Ce n’est pas trop dire que d’affirmer que la guerre a revêtu de beauté ces figures françaises, souvent spirituelles, fines, malicieuses, expressives, mais rarement douées de traits réguliers. Presque tous ces visages de soldats qui se pressent autour des tables, jeunes ou vieux, beaux ou laids, distingués ou vulgaires, ont le même caractère d’autorité et de confiance: il semble que toutes les nervosités, les agitations, les petits égoïsmes et les mesquineries personnelles aient disparu au contact d’une grande flamme de patriotisme. C’est un merveilleux exemple de la rapidité avec laquelle l’apparence même des hommes peut être transformée par la noblesse de leur idéal.
Sans doute, la déclaration de guerre avait-elle trouvé beaucoup de ces hommes attelés à des besognes médiocres, vaines ou frivoles. Aujourd’hui, chacun d’eux, pour modeste que puisse être sa tâche, prend sa part d’une œuvre immense: il en a conscience, et par là même se sent grandi.
La route, en quittant Châlons, continue au nord à travers les collines de l’Argonne. Encore des pays déserts: des soldats musent sur les portes où jadis des vieilles filaient leurs quenouilles, d’autres soldats baignent leurs chevaux dans la mare du village, ou font la soupe dans les cours des fermes. Encore des soldats dans les boqueteaux sur le bord de la route; ceux-ci abattent de jeunes sapins, les coupent à des longueurs égales, et empilent les troncs sur des charrettes en les recouvrant de leurs branches vertes. Nous ne tardâmes pas à voir à quel usage ces sapins étaient destinés. A chaque carrefour, à chaque pont de chemin de fer, une guérite faite de boue, de paille et de branches de sapin enchevêtrées était collée au talus, ou soudée comme un nid d’hirondelles dans un coin abrité.
Un peu plus loin nous commençâmes à rencontrer de grands parcs d’artillerie de plus en plus rapprochés. C’étaient des groupes de 75, nez à nez, généralement dans un champ abrité par un bois, à quelque distance de la route, et toujours accolés à une rangée de lourds camions automobiles. Les 75 ressemblaient à des gazelles géantes paissant au milieu d’un troupeau d’éléphants, et les écuries, construites à côté avec des branches de sapin tressées, eussent pu passer pour les abris de leurs gigantesques gardiens.
Le pays, entre Marne et Meuse, est l’un de ceux où la fureur des Allemands s’est exercée avec le plus de sauvagerie pendant ces sinistres journées de septembre 1914. A mi-route, entre Châlons et Sainte-Menehould, nous vîmes les premiers témoignages de l’invasion: c’étaient les pitoyables ruines du village d’Auve.
::::::::::
- **Série de tâches**:
(a) Dans l'extrait sur la route de Châlons, à quoi les 75 sont-ils comparés ?
(b) Reprenez le récit de la route de Châlons vers l'Argonne et poursuivez-le après sa dernière phrase.
Les enregistrements n'interviennent pas ici.

- **Enregistrements fournis**:
::::::::::
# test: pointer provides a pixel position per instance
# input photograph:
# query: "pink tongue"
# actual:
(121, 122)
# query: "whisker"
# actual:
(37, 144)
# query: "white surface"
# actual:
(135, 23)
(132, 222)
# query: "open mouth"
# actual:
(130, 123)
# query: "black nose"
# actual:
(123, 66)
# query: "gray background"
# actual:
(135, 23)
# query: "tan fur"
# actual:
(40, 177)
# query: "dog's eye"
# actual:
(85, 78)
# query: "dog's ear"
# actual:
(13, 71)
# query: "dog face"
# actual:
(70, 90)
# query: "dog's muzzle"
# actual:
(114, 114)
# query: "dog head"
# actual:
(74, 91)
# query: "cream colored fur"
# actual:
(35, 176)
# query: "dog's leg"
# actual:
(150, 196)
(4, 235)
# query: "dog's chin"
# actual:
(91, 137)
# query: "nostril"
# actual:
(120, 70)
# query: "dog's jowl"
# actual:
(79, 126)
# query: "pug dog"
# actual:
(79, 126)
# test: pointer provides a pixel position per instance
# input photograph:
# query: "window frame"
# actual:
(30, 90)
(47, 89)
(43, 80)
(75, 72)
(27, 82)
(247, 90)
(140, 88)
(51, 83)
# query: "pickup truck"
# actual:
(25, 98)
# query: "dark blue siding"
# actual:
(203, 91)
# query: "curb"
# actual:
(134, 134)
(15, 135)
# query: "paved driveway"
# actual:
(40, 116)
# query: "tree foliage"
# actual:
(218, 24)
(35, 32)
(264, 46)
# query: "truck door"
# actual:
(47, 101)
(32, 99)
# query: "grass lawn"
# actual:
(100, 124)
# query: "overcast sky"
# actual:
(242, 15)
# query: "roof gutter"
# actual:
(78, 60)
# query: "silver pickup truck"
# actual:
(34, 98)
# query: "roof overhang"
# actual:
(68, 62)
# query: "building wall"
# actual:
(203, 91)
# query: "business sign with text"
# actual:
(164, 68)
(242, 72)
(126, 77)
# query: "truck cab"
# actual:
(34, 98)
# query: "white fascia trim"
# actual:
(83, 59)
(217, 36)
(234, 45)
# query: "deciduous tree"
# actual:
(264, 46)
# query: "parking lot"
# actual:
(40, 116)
::::::::::
- **Réponses par tâche**:
(a) À des gazelles géantes paissant au milieu d'un troupeau d'éléphants.

(b)
Ces souriants villages de l’Aisne se ressemblent tous, avec leur grand’rue bordée de maisons aux bois apparents, avec les hauts toits de leurs granges et leurs pignons tapissés d’espaliers. On s’imagine donc facilement ce que pouvait être Auve, sous la lumière bleue de septembre, au milieu de ses vergers mûrissants et de ses récoltes blondes se déroulant jusqu’à un horizon de collines boisées. Aujourd’hui ce n’est plus qu’un chaos de gravats et de scories. A peine peut-on distinguer la place qu’occupait chaque maison. Nous avons vu, par la suite, bien d’autres villages ravagés; mais Auve était le premier. Peut-être est-ce pour cela que nous y fûmes, plus qu’ailleurs, hantés par la vision de toutes les angoisses, de toute la terreur et de tous les déchirements que représentent les ruines de la plus chétive bourgade. De tous les mille et un petits souvenirs qui rattachent le passé au présent—photographies accrochées aux murs, buis bénits pendus au crucifix, lettres écrites d’une main malhabile et lues avec effort, robes de mariées pieusement gardées au fond de vieilles malles—de tout cela il ne reste qu’un tas de briques calcinées et quelques bouts de tuyaux tordus par l’incendie...
En consultant notre carte, aux environs de Sainte-Menehould, nous constatâmes que derrière la ligne des collines parallèle à la route, à 12 ou 15 kilomètres au nord, les deux armées étaient aux prises. Mais nous n’entendions pas encore le canon, et rien ne nous révélait le voisinage très proche de la lutte, quand, à un détour de la route, nous nous trouvâmes en face d’une longue colonne de soldats vêtus de gris. C’étaient des prisonniers qui s’avançaient vers nous entre deux rangs de baïonnettes. Ils venaient d’être pris: jeunes gars vigoureux, bâtis pour le combat, ne paraissant, hélas! ni affamés ni exténués. Leurs larges visages blonds étaient sans expression: visages clos, ne témoignant ni arrogance ni abattement. Ces vaincus ne semblaient nullement affligés de leur sort.
Notre laissez-passer du grand quartier général nous mena jusqu’à Sainte-Menehould, aux confins de l’Argonne, où il fallut nous arrêter au quartier général de la division pour obtenir la permission d’aller plus loin.
L’état-major était logé dans une maison qui avait eu beaucoup à souffrir de l’occupation allemande et on y avait improvisé des bureaux à grand renfort de cloisons. On nous fit asseoir dans un de ces bureaux de fortune, sur un vieux canapé de damas éraillé. Au mur, des affiches de théâtres, et en face, un lit avec une courtepointe de soie prune. Tout en attendant, nous entendions la sonnerie du téléphone, le bruit sec d’une machine à écrire, le ton d’une voix dictant des lettres, au milieu d’un va-et-vient continuel d’estafettes et d’ordonnances.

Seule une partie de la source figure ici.